• What is being asked: Please copy every line from the records below that contains the string "rough".

■ ■ ■ ■ ■ ■ ■

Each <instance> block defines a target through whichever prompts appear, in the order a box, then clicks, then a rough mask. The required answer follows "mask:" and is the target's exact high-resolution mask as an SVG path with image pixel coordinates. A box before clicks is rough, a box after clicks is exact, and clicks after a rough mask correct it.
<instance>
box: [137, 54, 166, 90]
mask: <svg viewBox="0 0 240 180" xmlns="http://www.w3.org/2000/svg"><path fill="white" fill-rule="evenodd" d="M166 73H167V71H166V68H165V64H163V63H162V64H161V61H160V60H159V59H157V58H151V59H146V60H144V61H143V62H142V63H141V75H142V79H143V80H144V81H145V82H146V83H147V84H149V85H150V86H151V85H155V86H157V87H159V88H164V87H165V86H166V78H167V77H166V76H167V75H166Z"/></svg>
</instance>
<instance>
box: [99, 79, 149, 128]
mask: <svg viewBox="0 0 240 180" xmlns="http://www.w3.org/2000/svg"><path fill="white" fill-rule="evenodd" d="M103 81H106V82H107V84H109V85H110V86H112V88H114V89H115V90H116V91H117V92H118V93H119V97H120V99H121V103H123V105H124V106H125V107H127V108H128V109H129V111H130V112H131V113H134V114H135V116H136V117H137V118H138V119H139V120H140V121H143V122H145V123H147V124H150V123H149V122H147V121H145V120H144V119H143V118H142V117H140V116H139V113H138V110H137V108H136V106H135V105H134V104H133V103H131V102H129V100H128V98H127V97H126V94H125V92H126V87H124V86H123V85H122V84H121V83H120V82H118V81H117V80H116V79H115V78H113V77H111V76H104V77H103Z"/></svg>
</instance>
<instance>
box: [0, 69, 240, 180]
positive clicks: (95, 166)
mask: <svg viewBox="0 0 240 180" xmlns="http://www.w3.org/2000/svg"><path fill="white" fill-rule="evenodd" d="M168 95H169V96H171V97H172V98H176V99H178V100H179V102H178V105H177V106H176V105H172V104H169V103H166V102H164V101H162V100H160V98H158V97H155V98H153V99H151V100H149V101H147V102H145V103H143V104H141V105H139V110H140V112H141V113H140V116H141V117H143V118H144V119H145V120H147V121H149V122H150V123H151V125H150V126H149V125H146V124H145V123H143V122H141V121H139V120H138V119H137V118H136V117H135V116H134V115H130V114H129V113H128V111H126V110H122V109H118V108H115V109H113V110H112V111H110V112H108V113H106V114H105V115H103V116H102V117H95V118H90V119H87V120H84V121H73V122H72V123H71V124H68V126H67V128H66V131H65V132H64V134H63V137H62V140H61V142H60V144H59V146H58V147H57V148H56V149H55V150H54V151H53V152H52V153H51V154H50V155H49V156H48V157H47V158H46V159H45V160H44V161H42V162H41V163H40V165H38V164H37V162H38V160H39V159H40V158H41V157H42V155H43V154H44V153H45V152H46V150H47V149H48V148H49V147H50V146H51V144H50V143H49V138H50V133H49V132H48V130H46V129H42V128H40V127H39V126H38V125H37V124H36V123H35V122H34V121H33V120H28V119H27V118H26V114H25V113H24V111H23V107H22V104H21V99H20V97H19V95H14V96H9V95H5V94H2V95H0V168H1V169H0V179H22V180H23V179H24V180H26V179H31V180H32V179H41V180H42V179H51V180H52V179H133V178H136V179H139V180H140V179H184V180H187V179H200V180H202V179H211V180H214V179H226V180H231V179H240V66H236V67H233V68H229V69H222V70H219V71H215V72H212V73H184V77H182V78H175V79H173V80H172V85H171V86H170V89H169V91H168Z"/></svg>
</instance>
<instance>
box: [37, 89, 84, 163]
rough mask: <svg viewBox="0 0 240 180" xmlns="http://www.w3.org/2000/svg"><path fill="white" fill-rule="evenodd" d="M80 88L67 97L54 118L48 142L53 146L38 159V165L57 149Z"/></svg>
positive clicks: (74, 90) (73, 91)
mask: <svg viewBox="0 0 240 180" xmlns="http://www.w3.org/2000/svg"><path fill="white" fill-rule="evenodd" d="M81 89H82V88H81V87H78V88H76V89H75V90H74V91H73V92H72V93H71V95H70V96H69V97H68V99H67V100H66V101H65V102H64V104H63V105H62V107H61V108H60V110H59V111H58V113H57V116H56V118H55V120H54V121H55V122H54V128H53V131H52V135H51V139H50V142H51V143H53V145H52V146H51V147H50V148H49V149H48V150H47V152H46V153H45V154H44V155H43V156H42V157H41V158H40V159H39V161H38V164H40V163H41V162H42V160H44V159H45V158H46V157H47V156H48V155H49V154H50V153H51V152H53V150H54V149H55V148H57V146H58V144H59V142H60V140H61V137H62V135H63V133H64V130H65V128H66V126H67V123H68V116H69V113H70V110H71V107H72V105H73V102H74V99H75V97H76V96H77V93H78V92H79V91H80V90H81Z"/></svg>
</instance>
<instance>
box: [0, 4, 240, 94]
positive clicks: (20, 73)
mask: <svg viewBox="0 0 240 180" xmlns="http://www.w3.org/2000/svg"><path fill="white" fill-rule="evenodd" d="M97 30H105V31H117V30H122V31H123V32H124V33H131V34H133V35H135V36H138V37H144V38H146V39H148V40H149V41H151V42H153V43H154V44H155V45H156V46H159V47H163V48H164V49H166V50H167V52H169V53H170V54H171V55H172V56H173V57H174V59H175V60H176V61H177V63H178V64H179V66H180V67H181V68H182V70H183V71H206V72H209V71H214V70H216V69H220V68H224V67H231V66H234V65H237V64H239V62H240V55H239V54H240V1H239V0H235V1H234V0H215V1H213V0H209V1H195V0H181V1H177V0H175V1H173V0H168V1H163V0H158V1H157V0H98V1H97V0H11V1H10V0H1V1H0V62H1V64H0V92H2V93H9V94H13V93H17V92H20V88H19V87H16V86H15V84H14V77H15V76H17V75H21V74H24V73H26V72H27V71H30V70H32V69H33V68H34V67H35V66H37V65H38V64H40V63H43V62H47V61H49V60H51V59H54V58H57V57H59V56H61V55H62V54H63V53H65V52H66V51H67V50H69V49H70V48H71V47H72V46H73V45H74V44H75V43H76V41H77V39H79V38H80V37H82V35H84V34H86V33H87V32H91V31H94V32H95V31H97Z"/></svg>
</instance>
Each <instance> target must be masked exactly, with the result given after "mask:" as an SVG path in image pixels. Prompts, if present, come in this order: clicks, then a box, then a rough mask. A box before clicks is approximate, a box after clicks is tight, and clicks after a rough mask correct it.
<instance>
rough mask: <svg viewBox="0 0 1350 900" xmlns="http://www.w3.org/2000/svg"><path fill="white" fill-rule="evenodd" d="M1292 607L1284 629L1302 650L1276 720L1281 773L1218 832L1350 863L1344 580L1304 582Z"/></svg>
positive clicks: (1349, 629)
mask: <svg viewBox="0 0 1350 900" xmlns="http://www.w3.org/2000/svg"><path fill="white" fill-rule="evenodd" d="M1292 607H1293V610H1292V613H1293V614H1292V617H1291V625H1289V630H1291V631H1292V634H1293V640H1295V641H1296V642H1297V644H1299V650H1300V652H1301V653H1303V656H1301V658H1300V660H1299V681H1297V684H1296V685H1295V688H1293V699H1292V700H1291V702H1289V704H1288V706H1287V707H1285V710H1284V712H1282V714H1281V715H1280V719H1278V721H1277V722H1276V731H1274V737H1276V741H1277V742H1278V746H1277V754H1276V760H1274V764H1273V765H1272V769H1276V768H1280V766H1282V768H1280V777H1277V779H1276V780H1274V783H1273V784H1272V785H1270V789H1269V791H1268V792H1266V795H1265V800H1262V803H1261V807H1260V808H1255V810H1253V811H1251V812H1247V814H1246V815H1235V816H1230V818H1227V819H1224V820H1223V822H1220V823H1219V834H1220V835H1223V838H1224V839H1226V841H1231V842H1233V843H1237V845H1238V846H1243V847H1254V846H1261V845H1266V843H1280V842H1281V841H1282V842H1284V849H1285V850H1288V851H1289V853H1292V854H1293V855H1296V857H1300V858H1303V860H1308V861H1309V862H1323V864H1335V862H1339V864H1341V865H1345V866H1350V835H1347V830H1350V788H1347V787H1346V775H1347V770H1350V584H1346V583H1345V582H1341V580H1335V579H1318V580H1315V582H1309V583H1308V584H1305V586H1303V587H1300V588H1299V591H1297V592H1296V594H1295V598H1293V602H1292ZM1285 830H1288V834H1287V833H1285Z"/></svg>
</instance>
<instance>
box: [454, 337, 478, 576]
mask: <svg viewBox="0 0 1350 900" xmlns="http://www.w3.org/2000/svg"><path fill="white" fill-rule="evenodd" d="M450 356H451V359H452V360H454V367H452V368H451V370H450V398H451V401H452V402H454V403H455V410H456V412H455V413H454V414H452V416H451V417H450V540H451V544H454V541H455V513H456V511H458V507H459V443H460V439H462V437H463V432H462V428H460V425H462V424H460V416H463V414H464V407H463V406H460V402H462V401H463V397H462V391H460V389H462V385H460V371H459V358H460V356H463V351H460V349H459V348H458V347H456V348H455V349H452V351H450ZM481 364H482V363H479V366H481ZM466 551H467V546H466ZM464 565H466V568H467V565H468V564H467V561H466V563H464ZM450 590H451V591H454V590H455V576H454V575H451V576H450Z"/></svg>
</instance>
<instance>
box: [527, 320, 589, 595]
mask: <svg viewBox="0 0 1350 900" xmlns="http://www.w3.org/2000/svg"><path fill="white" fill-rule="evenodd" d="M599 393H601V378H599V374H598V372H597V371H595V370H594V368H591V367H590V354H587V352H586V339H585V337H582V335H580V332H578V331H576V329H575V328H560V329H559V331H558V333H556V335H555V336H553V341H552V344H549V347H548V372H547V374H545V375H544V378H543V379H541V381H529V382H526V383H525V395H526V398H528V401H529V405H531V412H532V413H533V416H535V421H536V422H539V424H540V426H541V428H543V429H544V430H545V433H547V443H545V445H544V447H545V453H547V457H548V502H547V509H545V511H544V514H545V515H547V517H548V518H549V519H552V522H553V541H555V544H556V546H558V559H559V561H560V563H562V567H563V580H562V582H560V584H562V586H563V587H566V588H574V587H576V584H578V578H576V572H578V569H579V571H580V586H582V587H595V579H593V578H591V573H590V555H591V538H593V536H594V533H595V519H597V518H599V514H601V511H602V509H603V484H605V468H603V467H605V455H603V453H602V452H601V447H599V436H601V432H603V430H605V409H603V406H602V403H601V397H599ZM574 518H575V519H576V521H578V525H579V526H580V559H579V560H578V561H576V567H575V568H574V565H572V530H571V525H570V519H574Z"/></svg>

■ ■ ■ ■ ■ ■ ■

• Exercise result:
Each <instance> block defines a target through whichever prompts appear, in the order a box, then clicks, then a rough mask. The required answer follows "mask:" and is the target's exact high-resolution mask as an SVG path with image pixel coordinates. A box before clicks is rough, a box after clicks is exact, and clicks after a rough mask correct it.
rough mask: <svg viewBox="0 0 240 180" xmlns="http://www.w3.org/2000/svg"><path fill="white" fill-rule="evenodd" d="M80 88L67 97L54 118L48 142L53 146L38 159V165L57 149Z"/></svg>
Each <instance> target must be masked exactly, with the result given after "mask:" as an SVG path in image pixels. Prompts, if present, come in this order: clicks, then a box, then a rough mask. A box before clicks is approximate, a box after clicks is tight, and clicks after a rough mask correct it.
rough mask: <svg viewBox="0 0 1350 900" xmlns="http://www.w3.org/2000/svg"><path fill="white" fill-rule="evenodd" d="M1292 607L1284 629L1302 650L1276 720L1281 773L1218 832L1350 863L1344 580L1304 582Z"/></svg>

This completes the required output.